§ **Potongan Teks**
........

Sampai pada titik "Seperempat Abad"

Jumat, 07 Juni 2013


“Fabiayyialaairobbikumaa tukadibaan; nikmat tuhanmu yang mana yang ingin kau dustakan”

Dulu ketika saya masih berumur belasan tahun, terkadang saya berandai-andai dengan berbagai macam pertanyaan: “Bagaimana gayaku nanti ketika berumur 25 tahun?”saya sudah menjadi apa ketika itu? Apa saya telah menikah pada saat itu dan punya anak-anak yang lucu? Atau melanjutkan pendidikan S2? Atau sudah menjadi pegawai? Atau sesuatu yang tak pernah terpikirkan sebelumnya? Apa saya juga akan mengenakan sandal atau sepatu high heels? Akan selalu memakai riasan wajah ketika bepergian? Akan memakai banyak aksesoris untuk melengkapi penampilan saya? Akan mengenakan tas “ibu-ibu”? apa saya akan menjadi orang yang lebih serius berbicara dari pada bercanda? Pertanyaan andai-andai itu membuatku terkadang berpikir; Seperti apa Orang bisa dikatakan dewasa itu mengapa nampaknya menjadi dewasa itu menakutkan dan serius.

........

§ **Data untuk Diolah**
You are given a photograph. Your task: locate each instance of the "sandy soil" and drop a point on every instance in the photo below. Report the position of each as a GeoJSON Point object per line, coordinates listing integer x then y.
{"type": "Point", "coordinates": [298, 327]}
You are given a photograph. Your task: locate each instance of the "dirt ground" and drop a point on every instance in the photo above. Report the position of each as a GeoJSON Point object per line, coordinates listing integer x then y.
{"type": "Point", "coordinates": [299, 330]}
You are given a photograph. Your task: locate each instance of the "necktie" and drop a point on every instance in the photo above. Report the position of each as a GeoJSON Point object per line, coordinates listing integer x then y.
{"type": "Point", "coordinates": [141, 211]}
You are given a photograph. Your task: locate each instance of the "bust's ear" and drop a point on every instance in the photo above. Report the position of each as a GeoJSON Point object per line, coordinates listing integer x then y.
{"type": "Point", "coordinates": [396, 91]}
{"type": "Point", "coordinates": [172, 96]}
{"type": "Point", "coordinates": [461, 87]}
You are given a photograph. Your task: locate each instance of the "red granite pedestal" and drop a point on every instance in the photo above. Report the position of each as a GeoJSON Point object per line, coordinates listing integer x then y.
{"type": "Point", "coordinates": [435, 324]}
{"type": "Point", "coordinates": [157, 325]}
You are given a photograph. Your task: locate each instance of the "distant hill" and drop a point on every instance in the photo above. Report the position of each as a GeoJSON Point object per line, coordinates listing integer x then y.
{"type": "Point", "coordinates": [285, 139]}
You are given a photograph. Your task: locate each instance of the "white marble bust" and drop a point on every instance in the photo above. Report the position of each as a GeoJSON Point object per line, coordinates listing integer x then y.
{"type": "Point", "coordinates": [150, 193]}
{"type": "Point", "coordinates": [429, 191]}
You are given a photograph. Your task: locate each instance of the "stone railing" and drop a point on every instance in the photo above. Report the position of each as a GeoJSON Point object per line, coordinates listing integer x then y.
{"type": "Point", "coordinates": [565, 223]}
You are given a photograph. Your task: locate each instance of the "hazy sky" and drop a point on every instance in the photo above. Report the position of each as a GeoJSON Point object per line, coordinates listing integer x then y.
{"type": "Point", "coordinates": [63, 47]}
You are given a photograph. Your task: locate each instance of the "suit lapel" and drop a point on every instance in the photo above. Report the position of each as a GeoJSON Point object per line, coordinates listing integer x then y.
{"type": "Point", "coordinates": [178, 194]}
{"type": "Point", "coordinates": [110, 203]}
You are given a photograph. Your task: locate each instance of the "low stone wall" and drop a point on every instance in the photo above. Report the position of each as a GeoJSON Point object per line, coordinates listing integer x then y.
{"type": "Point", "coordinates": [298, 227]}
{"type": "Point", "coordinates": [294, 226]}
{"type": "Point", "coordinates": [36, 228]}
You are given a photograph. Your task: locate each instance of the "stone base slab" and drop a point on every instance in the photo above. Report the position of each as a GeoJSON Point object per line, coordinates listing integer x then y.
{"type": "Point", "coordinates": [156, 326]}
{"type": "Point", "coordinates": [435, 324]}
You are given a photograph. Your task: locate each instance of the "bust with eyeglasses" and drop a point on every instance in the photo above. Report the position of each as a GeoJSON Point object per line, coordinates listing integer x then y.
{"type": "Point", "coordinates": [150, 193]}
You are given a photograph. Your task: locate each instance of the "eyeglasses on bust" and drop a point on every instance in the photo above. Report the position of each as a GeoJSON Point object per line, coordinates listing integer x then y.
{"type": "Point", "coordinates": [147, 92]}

........

§ **Tindakan yang Diperlukan**
A. Jawab pertanyaan berikut berdasarkan tulisan tentang usia seperempat abad:
(i) Hari dan tanggal apa yang tercantum pada tulisan itu?
(ii) Pada umur berapa penulis membayangkan gayanya sendiri saat masih belasan tahun?
(iii) Jenjang pendidikan apa yang disebut sebagai salah satu kemungkinan lanjutan?
B. Sebutkan jumlah baris pada catatan yang memuat kata "eyeglasses", dengan huruf besar dan kecil dibedakan. Berikan angkanya saja.

§ **Daftar Penyelesaian**
A.
(i) Jumat, 07 Juni 2013.
(ii) 25 tahun.
(iii) S2.

B. 2